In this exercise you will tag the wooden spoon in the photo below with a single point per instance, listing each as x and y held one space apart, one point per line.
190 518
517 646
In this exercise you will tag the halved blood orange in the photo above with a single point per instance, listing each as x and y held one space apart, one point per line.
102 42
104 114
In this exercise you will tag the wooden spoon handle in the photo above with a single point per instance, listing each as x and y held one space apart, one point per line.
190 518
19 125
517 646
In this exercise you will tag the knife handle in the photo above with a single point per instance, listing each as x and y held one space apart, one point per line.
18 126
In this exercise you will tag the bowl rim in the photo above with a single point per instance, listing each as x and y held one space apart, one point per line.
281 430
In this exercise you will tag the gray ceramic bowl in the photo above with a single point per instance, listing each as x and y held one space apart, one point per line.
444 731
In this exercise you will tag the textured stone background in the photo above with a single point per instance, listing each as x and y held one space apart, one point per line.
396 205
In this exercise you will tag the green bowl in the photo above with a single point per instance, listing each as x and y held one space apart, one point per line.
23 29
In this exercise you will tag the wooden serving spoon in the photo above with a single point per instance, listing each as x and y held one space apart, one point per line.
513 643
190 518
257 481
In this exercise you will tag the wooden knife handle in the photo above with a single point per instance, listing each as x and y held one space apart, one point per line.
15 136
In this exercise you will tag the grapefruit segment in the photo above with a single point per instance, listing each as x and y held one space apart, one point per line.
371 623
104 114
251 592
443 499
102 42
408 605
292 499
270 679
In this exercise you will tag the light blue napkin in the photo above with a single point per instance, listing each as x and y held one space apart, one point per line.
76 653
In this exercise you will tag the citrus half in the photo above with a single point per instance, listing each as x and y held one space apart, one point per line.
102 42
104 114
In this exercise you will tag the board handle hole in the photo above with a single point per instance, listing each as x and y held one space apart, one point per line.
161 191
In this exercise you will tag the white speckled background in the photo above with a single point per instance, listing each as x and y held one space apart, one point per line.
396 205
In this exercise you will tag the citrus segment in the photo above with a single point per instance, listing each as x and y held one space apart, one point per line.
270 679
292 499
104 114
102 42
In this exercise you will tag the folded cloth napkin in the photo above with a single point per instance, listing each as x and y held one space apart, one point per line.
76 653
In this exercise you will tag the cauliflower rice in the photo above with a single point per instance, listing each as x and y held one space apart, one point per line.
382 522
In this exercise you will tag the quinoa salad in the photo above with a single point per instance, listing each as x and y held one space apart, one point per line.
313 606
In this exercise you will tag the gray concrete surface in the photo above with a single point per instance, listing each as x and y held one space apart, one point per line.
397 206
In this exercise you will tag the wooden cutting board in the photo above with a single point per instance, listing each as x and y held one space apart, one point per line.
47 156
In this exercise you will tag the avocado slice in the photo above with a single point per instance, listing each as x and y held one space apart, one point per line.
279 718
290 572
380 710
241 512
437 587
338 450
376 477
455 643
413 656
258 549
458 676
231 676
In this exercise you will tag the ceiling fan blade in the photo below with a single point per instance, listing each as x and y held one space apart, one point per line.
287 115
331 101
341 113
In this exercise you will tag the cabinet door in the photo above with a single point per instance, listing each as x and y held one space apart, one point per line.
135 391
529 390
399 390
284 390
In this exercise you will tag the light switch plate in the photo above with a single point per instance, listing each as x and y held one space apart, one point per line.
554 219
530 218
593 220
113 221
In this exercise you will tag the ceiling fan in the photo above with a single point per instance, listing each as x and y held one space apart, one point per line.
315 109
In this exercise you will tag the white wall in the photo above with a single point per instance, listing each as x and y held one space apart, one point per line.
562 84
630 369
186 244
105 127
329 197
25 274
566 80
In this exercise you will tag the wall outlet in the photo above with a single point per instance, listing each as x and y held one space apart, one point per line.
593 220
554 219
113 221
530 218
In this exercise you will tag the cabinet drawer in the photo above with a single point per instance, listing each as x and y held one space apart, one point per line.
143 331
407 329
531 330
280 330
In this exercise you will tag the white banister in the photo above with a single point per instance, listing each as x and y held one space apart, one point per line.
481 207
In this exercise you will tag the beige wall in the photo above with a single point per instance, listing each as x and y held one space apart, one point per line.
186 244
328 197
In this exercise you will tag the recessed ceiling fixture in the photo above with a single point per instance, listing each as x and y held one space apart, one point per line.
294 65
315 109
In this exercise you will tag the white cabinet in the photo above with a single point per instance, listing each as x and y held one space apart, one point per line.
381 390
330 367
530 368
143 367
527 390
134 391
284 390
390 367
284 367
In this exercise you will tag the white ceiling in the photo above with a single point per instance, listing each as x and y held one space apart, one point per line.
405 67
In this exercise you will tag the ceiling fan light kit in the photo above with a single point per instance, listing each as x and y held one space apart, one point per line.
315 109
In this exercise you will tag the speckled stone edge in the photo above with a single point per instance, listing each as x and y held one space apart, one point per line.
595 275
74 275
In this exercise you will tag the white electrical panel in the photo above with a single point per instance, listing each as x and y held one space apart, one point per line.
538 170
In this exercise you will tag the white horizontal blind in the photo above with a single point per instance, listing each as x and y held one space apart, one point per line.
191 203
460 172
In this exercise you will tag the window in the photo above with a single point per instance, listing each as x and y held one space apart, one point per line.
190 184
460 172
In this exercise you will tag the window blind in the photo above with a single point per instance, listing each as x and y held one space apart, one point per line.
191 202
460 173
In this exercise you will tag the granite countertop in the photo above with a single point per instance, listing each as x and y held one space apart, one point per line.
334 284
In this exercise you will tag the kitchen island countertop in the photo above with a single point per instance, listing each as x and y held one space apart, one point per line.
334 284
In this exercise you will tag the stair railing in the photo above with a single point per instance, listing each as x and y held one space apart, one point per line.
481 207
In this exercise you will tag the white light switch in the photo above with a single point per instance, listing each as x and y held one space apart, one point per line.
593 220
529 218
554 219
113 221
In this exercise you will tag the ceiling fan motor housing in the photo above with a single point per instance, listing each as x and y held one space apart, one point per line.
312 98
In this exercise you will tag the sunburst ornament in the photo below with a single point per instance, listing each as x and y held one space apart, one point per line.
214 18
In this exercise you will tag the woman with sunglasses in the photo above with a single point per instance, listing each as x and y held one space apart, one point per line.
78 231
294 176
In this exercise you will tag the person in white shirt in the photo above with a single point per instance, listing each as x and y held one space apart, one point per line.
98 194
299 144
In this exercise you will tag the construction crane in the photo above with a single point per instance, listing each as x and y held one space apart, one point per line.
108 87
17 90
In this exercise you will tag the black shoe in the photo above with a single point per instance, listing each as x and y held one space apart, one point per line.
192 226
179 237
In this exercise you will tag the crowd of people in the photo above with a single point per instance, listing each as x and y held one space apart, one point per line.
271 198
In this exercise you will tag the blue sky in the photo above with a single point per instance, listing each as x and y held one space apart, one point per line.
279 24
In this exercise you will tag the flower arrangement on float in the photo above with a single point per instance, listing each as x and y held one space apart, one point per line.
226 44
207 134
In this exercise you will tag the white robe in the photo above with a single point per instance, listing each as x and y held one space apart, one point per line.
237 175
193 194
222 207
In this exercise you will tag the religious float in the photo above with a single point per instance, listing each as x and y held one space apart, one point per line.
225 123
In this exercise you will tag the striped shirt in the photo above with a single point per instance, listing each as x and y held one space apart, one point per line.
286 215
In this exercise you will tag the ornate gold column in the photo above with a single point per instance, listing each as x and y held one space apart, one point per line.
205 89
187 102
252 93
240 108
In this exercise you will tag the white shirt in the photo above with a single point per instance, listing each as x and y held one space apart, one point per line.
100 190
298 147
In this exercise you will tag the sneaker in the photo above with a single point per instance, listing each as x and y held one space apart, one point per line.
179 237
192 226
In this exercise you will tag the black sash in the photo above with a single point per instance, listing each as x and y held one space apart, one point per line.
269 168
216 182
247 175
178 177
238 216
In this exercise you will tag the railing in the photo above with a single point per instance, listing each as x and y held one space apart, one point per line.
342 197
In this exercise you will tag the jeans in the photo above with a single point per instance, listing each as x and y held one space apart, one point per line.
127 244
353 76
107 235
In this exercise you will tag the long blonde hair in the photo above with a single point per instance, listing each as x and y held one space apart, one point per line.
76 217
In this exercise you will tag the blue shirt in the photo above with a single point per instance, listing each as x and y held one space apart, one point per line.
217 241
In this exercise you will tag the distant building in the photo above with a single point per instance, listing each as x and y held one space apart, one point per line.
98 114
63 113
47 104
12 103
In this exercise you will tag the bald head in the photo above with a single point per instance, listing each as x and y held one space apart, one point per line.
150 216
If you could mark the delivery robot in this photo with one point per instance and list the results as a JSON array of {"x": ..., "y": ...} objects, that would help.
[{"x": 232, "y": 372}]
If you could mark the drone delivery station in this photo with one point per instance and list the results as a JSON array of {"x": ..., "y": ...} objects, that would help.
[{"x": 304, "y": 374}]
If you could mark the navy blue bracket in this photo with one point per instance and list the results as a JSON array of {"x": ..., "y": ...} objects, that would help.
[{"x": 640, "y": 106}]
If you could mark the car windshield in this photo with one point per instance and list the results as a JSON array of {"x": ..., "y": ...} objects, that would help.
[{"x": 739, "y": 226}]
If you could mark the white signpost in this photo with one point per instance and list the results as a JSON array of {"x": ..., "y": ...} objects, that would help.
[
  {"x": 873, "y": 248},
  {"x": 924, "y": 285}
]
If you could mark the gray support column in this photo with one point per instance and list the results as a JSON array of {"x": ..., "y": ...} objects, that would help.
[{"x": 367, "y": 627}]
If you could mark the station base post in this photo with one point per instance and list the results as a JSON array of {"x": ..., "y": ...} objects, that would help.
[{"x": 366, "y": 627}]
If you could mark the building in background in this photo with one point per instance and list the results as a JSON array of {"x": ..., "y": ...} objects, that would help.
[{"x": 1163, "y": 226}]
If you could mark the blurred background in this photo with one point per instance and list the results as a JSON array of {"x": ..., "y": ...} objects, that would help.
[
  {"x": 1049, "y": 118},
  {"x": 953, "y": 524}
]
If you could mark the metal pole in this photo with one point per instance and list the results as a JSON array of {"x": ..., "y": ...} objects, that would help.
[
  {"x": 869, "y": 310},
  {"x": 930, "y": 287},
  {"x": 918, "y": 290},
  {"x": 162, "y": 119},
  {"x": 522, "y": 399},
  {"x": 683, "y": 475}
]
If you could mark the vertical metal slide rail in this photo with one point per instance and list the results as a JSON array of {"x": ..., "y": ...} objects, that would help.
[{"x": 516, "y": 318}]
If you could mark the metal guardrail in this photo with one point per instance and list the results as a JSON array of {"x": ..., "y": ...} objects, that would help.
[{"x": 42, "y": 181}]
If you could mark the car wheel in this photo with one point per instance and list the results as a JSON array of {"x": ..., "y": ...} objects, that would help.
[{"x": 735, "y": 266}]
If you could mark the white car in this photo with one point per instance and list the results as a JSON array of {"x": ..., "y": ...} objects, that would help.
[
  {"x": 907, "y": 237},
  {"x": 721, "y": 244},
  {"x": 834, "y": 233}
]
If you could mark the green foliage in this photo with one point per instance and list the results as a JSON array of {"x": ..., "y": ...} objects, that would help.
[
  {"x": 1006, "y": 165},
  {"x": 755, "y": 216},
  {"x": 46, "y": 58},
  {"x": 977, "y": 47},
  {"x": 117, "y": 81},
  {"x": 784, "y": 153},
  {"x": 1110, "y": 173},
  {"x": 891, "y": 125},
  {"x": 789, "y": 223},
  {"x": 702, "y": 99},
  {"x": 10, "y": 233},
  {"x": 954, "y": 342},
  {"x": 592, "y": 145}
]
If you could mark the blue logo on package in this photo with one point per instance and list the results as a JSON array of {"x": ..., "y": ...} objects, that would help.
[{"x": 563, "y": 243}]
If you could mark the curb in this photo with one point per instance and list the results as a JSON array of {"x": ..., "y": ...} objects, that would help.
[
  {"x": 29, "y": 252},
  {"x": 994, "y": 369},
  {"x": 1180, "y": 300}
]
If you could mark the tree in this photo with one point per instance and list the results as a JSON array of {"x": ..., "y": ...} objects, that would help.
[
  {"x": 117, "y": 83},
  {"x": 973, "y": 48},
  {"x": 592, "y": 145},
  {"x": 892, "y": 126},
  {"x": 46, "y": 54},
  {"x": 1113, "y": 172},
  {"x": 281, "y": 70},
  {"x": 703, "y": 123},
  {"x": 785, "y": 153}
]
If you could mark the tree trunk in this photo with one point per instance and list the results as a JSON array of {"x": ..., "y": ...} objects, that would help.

▸ What you should do:
Once you reach the line that holds "If you could mark the green", print it and every line after it through the end of the records, word for word.

▸ Worked solution:
If you could mark the green foliage in this photo with one point per instance and list the results as a JSON array of {"x": ..., "y": ...} objects, that would help.
[
  {"x": 1006, "y": 165},
  {"x": 755, "y": 216},
  {"x": 46, "y": 58},
  {"x": 977, "y": 47},
  {"x": 117, "y": 81},
  {"x": 784, "y": 153},
  {"x": 1110, "y": 173},
  {"x": 891, "y": 125},
  {"x": 789, "y": 223},
  {"x": 702, "y": 99},
  {"x": 10, "y": 233},
  {"x": 954, "y": 342},
  {"x": 592, "y": 145}
]
If you could mark the blue logo on package in this photo with one point per instance and list the results as a JSON array of {"x": ..., "y": ...} objects, that would help.
[{"x": 563, "y": 243}]
If you could mark the curb in this photo with one point per instance and list the results as a JSON array of {"x": ..., "y": ...} objects, that would help.
[
  {"x": 29, "y": 252},
  {"x": 994, "y": 369},
  {"x": 1180, "y": 300}
]
If you could mark the tree in this photo with one point per instance and list the results as a JSON array of {"x": ..., "y": ...} objects, that would help.
[
  {"x": 117, "y": 83},
  {"x": 973, "y": 48},
  {"x": 592, "y": 145},
  {"x": 892, "y": 126},
  {"x": 46, "y": 54},
  {"x": 1113, "y": 172},
  {"x": 281, "y": 70},
  {"x": 703, "y": 123},
  {"x": 785, "y": 153}
]
If you could mark the tree trunk in this photo with one point per instance and list the results as a JSON array of {"x": ..., "y": ...} objects, that would help.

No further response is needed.